> [Job item]:
Reproduce the stretch of the article on mining screen technology from "The global mining" through "and high throughput.".

Aligning Screen Technology to Mining Operations
The right balance is necessary to optimize plant throughput
By Kurt O’Bryan

Weir Minerals says its linear motion horizontal screens—recently rebranded as part of
the company's new Enduron family of comminution equipment—offer a solution that
provides low headroom requirements and less pegging of screen media when compared
with circular or elliptical motion screens.

The global mining landscape has shifted over the last 20 years to adapt to mineral reserves and economic factors.

In countries with low-grade orebodies and relatively high labor costs, such as Canada, the U.S. and Sweden, the small, low-tonnage mining operation has virtually disappeared. In those countries, the industry has shifted to high-tonnage, lowgrade operations, which require larger equipment with a low operating cost and high throughput.

Emerging economies like Brazil, Russia, India and China require large quantities of raw minerals such as iron ore and copper to feed their growing global and local demands. Fueled by the growth of these emerging markets, a global boom in metals and energy prices has been sparked. To meet this demand, high-tonnage operations have become the norm and now dominate in countries like Australia, Peru and Chile where major ore reserves are located.

Whether it is low-grade or high-grade ore being extracted from the earth, the focus has shifted to high-tonnage operations. The common denominator is that mine operations are looking for higher output while lowering costs. As a result, there is even greater importance placed on integrated processing solutions or comminution packages, including screening technology. Once a secondary design consideration, screen technology now plays a significant role in mineral processing operations.

Typical screen applications include:

• Grizzly screens for coarse material separation;

• Large capacity double-deck combined scalping and sizing screens for closed-circuit, secondary crushing circuits;

• Fine separating sizing screens operating in closed circuit with high-pressure grinding rolls; • Linear motion horizontal screens for SAG mill discharge;

• High-frequency sizing screens for coarse material recovery from cyclone overflows; and

• High-frequency dewatering screens.

In addition, some mine operations opt to locate smaller screens throughout a plant for specialty applications such as tramp metal removal.

Larger-tonnage plants that deploy new high-pressure grinding rolls have created a new technical challenge for vibrating screen suppliers. To meet the needs of both large primary grinding mills and large secondary cone crushers, screen sizes have been increased beyond the standard 4-m screen width. As manufacturers have increased screen sizes to accommodate higher throughput, they have also focused on increasing screen media life and simplifying replacement procedures.

There are several important criteria to consider when evaluating screening technology, including separation effectiveness, equipment durability and overall maintenance costs. The wrong screen can completely disrupt the operating efficiency of a plant. When an improper selection of a screen occurs, operators are forced to compromise the production and cost targets of other equipment in the plant.

For example, a cone crusher’s operating cost can be as much as 50% higher if fines are not adequately removed prior to crushing. Besides the added operating cost, the cone crusher will be forced to reduce its crushing effectiveness to prevent mechanical damage caused by the packing of the newly created fines and the fines that entered the crusher from the screen oversize. In the case of SAG mills, a poorly selected SAG mill discharge screen can adversely affect both the cone crusher processing critical size material and the feed size to the downstream grinding mills. In both cases, production is lost and in the case of the cone crusher, mechanical reliability can be compromised.

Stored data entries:
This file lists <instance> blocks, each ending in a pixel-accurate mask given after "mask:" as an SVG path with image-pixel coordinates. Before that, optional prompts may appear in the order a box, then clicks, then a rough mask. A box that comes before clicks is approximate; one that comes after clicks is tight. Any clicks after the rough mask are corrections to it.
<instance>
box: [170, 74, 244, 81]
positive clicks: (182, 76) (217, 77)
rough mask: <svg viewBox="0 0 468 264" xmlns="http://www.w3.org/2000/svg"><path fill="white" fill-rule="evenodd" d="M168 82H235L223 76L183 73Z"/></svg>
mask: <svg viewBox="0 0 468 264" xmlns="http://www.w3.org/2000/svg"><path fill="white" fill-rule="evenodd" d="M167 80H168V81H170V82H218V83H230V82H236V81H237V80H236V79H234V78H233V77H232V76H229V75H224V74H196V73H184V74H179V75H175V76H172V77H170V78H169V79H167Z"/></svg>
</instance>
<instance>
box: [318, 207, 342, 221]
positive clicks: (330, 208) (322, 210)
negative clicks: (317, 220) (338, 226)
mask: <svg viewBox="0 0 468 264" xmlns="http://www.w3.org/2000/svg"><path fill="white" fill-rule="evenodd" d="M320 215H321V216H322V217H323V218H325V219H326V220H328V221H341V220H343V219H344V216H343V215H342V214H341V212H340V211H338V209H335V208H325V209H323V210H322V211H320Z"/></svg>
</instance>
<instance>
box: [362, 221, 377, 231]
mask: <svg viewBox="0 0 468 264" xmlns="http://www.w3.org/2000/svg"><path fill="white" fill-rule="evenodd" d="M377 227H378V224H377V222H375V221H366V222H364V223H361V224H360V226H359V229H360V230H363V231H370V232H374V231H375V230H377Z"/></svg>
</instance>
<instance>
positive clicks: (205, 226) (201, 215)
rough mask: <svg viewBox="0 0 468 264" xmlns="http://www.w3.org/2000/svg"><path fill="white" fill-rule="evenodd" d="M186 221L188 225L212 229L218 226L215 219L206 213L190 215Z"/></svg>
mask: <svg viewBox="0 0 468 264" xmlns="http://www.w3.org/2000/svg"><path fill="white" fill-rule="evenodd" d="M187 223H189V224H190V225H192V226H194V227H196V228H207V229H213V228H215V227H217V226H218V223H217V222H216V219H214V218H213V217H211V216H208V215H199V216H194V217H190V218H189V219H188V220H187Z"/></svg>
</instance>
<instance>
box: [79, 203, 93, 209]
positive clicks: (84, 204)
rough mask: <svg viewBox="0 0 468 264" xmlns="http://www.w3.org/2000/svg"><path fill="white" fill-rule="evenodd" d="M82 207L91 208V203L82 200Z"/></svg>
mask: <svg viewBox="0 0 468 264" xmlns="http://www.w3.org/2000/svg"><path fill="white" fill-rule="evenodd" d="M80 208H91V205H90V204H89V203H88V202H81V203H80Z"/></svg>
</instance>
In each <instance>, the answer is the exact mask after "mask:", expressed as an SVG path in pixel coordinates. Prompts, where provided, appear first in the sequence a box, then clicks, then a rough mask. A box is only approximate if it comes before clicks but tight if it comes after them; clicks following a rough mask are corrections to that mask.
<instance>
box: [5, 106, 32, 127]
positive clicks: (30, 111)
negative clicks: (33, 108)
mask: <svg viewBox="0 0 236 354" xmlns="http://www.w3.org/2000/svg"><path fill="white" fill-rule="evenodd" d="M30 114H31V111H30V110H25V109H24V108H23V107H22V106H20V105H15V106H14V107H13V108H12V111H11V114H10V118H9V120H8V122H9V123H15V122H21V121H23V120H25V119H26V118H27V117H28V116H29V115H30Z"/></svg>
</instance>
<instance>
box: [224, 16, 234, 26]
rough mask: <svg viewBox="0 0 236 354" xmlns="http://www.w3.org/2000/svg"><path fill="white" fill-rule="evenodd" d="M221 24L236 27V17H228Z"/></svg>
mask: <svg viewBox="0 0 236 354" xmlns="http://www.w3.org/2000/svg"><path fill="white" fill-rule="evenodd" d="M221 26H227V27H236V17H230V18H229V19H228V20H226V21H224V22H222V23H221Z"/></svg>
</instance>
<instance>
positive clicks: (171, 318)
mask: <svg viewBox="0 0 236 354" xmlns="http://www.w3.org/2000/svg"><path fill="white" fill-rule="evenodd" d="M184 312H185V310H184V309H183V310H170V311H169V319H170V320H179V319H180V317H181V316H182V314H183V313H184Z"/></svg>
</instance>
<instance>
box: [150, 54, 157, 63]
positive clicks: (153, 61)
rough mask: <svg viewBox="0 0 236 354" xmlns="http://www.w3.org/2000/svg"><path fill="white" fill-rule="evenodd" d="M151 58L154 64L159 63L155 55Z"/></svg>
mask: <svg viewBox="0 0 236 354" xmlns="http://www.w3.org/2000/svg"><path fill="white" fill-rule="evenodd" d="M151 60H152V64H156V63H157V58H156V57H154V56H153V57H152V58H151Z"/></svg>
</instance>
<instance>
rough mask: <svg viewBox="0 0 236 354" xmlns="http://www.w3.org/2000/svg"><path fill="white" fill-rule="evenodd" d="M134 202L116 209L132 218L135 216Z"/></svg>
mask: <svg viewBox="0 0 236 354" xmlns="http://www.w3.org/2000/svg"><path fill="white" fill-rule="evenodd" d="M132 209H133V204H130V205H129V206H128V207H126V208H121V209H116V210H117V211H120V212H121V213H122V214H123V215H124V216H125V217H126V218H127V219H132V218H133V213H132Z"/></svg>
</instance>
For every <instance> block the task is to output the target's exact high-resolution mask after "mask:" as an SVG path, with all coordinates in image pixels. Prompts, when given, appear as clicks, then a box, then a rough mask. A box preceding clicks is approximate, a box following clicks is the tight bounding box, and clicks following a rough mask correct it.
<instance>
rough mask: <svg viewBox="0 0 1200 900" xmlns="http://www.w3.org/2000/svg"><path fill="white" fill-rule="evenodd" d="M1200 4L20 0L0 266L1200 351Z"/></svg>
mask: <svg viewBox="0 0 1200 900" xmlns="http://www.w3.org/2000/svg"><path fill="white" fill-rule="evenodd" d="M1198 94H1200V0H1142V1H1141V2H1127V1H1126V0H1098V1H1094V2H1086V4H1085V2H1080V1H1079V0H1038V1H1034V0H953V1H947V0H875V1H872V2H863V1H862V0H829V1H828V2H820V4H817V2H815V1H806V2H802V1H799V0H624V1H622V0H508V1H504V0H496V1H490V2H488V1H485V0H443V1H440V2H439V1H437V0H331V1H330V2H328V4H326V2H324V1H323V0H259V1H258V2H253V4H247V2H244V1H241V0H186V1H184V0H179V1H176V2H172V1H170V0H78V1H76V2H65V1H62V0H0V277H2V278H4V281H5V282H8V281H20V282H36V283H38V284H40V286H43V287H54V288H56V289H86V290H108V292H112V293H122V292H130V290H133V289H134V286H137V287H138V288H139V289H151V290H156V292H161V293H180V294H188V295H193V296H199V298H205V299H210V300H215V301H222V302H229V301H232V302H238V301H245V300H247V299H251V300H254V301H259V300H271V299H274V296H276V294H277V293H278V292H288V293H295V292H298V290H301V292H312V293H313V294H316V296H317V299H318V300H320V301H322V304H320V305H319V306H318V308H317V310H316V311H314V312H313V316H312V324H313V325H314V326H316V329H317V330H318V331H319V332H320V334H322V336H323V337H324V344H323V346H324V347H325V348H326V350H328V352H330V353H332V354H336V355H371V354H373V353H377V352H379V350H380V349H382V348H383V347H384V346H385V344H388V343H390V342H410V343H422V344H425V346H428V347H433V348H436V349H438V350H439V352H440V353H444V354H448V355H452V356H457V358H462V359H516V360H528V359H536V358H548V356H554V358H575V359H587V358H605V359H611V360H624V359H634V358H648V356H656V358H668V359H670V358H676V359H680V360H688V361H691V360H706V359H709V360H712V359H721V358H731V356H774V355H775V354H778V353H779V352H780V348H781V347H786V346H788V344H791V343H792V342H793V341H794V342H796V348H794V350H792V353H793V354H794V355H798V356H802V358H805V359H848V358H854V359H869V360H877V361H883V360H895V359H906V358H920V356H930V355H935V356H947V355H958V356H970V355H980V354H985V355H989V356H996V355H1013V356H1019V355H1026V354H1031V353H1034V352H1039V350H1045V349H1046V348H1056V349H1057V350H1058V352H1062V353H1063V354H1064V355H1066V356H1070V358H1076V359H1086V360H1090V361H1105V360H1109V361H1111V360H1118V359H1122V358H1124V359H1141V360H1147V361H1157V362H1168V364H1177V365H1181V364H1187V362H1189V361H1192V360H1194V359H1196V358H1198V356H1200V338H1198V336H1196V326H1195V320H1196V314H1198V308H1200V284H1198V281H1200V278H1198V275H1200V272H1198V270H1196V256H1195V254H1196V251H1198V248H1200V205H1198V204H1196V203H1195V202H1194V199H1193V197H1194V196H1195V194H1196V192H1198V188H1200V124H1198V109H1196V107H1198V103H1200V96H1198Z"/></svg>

> [Solution to the exercise]:
The global mining landscape has shifted over the last 20 years to adapt to mineral reserves and economic factors.

In countries with low-grade orebodies and relatively high labor costs, such as Canada, the U.S. and Sweden, the small, low-tonnage mining operation has virtually disappeared. In those countries, the industry has shifted to high-tonnage, lowgrade operations, which require larger equipment with a low operating cost and high throughput.